─── Input data

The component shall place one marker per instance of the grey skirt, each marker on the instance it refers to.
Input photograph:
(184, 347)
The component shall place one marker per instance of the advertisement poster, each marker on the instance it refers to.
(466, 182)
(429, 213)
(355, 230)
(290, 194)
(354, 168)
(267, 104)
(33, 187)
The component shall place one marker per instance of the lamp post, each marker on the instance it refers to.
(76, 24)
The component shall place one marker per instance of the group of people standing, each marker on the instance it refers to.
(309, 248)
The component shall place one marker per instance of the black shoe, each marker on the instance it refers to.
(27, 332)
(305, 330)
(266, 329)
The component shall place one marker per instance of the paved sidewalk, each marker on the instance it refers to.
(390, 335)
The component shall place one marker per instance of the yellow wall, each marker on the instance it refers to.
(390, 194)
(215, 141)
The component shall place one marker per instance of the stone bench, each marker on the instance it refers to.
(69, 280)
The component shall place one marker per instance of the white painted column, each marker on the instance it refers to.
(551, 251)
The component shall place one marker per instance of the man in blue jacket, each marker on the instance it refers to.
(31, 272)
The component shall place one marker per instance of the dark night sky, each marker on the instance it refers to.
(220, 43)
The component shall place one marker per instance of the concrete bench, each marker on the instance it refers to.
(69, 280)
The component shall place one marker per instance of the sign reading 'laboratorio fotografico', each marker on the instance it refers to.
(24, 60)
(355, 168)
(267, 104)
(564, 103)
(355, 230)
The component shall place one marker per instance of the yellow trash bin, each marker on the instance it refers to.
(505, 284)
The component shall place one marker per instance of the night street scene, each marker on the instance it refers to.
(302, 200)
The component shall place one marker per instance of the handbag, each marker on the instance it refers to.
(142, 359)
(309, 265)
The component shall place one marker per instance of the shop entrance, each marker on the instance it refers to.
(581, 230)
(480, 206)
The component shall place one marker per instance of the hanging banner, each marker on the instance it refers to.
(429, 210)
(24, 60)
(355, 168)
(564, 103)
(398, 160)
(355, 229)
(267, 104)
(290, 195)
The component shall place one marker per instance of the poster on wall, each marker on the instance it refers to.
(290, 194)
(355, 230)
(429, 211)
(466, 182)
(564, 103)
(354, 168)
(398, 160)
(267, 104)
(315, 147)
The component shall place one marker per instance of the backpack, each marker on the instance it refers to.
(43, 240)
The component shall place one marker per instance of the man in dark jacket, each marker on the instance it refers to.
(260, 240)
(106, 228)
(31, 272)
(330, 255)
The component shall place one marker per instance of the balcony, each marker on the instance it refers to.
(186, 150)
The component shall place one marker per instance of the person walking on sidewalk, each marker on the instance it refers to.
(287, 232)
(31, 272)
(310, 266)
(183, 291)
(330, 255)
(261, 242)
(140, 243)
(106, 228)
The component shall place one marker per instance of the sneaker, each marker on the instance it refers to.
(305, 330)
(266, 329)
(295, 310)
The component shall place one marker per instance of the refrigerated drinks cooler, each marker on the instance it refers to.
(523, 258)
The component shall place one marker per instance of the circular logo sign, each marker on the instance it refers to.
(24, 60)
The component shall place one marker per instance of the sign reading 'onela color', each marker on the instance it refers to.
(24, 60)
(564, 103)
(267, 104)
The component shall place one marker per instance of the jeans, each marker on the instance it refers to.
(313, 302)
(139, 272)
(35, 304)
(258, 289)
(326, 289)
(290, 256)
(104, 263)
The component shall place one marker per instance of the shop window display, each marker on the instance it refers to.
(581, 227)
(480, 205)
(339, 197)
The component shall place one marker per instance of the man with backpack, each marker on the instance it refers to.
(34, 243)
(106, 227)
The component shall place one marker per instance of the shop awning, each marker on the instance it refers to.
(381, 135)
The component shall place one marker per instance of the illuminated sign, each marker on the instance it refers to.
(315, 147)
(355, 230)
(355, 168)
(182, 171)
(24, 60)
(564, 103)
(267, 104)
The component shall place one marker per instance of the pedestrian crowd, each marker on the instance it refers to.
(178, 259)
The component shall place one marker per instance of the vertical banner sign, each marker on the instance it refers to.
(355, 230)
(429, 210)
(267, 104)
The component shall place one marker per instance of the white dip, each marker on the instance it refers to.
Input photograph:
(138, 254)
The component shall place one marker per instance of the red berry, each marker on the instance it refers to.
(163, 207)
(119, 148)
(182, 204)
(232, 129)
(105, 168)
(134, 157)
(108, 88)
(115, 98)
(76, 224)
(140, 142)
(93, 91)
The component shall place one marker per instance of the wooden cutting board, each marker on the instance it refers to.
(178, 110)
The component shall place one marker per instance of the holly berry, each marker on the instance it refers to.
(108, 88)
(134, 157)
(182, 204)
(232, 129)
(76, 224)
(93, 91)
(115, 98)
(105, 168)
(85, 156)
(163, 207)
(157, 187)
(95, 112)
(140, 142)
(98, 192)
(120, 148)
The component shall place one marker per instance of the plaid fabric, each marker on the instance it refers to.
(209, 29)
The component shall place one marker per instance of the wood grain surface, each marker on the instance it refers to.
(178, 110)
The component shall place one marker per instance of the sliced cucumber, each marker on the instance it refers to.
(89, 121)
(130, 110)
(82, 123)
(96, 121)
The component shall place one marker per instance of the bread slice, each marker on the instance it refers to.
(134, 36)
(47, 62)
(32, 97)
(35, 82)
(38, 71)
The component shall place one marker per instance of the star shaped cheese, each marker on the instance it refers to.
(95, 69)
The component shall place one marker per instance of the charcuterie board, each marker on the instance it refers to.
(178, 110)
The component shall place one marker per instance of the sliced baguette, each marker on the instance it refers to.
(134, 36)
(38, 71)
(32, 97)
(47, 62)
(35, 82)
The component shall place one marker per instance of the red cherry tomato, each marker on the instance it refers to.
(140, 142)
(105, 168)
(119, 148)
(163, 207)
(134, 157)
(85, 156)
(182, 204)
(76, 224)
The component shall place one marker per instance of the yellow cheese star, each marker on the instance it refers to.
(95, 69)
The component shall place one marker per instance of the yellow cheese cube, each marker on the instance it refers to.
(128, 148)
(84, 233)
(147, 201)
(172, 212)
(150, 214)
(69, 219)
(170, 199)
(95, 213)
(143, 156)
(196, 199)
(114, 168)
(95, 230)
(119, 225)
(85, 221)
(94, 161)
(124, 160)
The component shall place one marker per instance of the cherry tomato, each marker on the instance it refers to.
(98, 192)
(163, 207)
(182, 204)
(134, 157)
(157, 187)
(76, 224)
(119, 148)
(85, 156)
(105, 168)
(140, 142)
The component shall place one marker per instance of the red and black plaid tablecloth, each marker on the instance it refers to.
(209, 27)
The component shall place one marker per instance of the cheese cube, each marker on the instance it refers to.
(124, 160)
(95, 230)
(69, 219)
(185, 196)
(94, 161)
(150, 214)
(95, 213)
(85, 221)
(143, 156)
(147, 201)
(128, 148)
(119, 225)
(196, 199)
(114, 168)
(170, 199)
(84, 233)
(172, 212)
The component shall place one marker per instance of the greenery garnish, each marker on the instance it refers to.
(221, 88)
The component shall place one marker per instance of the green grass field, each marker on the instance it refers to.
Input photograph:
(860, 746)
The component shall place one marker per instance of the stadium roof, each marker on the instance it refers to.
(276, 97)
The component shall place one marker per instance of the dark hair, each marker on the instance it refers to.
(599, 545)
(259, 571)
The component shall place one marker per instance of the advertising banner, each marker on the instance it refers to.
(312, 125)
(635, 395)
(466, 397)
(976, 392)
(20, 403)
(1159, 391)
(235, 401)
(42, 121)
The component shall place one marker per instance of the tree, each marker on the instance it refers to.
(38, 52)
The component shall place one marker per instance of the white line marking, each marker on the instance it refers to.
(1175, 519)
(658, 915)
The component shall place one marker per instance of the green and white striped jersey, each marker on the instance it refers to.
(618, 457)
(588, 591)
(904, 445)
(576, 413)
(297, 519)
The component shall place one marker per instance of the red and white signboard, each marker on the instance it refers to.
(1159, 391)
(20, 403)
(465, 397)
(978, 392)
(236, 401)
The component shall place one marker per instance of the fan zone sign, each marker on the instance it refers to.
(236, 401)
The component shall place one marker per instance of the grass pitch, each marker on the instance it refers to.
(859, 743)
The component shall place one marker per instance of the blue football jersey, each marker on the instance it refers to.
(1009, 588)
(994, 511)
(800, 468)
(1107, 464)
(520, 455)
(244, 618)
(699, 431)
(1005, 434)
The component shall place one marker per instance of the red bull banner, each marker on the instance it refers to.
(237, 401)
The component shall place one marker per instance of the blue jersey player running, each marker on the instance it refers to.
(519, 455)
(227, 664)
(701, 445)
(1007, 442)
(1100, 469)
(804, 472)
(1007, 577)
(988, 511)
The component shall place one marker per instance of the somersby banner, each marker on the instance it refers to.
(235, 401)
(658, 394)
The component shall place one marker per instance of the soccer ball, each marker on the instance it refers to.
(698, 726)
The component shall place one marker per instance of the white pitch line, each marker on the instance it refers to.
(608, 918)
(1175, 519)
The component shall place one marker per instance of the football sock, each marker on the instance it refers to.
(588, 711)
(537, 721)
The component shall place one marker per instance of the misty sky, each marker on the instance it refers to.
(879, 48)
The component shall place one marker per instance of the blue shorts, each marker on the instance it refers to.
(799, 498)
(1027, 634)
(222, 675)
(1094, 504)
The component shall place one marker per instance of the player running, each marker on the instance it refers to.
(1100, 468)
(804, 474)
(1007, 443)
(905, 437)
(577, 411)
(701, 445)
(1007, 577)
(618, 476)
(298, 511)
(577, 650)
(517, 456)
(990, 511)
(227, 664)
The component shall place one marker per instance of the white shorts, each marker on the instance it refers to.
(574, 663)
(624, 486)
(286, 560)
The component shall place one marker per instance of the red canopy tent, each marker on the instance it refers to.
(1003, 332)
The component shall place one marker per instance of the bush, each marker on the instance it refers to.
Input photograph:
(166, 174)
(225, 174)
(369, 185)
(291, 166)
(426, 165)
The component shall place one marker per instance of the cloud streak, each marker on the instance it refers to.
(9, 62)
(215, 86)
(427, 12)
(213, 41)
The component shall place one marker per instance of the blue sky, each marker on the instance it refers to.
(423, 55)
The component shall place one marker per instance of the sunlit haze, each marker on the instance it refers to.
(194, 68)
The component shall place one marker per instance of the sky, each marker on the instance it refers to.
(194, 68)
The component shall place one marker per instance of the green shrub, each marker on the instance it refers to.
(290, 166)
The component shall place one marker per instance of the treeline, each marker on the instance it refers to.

──────

* Directions
Only the lines from the one that contains "blue sky, each" through the last line should be repeated, each exactly as it stands, with both ends included.

* Expected answer
The component shall place one marker per instance of the blue sky, each marker on the instance it refers to.
(423, 55)
The component shall place one marker per instance of the sunlit haze, each marker on the instance it refers to.
(194, 68)
The component shall place one marker per instance of the sky, each marker on the instance it refers to.
(194, 68)
The component shall place one marker per instance of the green shrub, each marker on the instance it refers to.
(290, 166)
The component shall place one marker per instance of the treeline, each marker on the instance it refers to.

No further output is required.